◆ **Your objective**
Where a picture appears, leave it out, and transcribe all the lines below exactly.

◆ **Information shown**
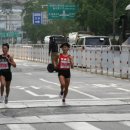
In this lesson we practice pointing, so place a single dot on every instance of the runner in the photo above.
(65, 62)
(5, 71)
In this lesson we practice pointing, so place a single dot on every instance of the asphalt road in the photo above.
(94, 102)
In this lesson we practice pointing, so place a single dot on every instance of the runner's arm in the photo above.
(55, 60)
(72, 61)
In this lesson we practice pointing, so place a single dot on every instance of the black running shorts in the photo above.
(65, 73)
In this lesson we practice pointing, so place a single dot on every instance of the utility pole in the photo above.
(114, 15)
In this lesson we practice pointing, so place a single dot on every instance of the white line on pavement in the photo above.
(75, 90)
(81, 126)
(20, 127)
(34, 87)
(126, 123)
(28, 73)
(126, 90)
(32, 93)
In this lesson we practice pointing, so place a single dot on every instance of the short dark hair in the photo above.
(5, 44)
(65, 44)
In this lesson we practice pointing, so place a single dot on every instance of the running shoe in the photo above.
(1, 99)
(61, 93)
(6, 99)
(63, 100)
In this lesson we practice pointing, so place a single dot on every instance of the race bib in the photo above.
(4, 65)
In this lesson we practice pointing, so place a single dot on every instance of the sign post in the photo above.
(37, 18)
(66, 11)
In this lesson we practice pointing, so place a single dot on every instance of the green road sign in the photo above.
(66, 11)
(9, 34)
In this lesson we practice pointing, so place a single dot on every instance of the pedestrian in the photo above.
(6, 61)
(65, 62)
(53, 48)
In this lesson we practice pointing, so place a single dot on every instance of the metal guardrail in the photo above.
(114, 60)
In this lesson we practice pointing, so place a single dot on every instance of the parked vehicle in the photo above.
(124, 25)
(74, 36)
(93, 41)
(58, 38)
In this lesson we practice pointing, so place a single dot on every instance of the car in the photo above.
(58, 38)
(93, 41)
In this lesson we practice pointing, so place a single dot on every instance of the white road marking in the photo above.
(31, 93)
(28, 73)
(81, 126)
(126, 90)
(75, 90)
(49, 82)
(71, 89)
(34, 87)
(20, 127)
(105, 86)
(125, 123)
(45, 95)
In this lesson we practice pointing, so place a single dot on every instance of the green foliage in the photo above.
(95, 15)
(35, 33)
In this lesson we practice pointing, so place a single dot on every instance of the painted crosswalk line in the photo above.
(20, 127)
(81, 126)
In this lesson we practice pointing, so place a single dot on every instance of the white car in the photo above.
(58, 38)
(94, 41)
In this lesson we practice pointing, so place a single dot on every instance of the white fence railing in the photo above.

◆ **Finished task**
In this lesson we practice pointing, so place a single dot on every instance of the runner in the photo above.
(65, 62)
(5, 71)
In this lesson we practice pointing, so place a single dot on every instance of the asphalt road in the photo above.
(94, 102)
In this lesson we practice pointing, so place a single dot on every instance of the runner's arm in the photo above.
(55, 60)
(72, 61)
In this lesson we practice pointing, so place a single dot on every instance of the black running shorts in the photo above.
(65, 73)
In this lesson we practice pointing, so place a single dot on every instance of the utility pole in the photo above.
(114, 15)
In this lesson we practice pointing, so place a single dot on every instance of the white line on pavement in the photo above.
(75, 90)
(81, 126)
(20, 127)
(34, 87)
(126, 123)
(28, 73)
(126, 90)
(32, 93)
In this lesson we practice pointing, so place a single dot on every instance of the short dark hair in the photo above.
(5, 44)
(65, 44)
In this lesson we practice pointing, so place a single dot on every instance of the running shoe in the photo above.
(1, 99)
(61, 93)
(6, 99)
(63, 100)
In this lesson we practice pointing, so place a single dot on every instance of the race bib in the photo above.
(4, 65)
In this lesson we practice pointing, so place a single dot on every instance of the sign post in the photo above.
(37, 18)
(66, 11)
In this lesson we practice pointing, so place a single dot on every instance of the green road sign in the photo above.
(66, 11)
(9, 34)
In this lesson we practice pointing, so place a single dot on every instance of the pedestrian in the photo above.
(6, 61)
(65, 62)
(53, 48)
In this lesson we practice pointing, so place a single dot on every instance of the metal guardrail in the photo above.
(114, 60)
In this lesson we practice pointing, so place a single dot on every instance of the parked vehicle in the photo above.
(124, 25)
(74, 36)
(93, 41)
(58, 38)
In this lesson we practice pointing, so place a single dot on every instance of the car in the photo above.
(58, 38)
(93, 41)
In this lesson we practice pointing, so place a single dot on every instance of the white road marking in the photo above.
(31, 93)
(28, 73)
(81, 126)
(126, 90)
(75, 90)
(49, 82)
(71, 89)
(34, 87)
(20, 127)
(105, 86)
(125, 123)
(45, 95)
In this lesson we practice pointing, so place a single dot on every instance of the green foliage in the photo above.
(95, 15)
(35, 33)
In this lesson we practice pointing, so place a single dot on every instance of the painted crosswalk line in the photo above.
(20, 127)
(81, 126)
In this lesson we practice pointing, so place a single dot on every instance of the white car in the photo above.
(58, 38)
(94, 41)
In this lesson we practice pointing, so place a single dot on every instance of the white fence railing in the photo above.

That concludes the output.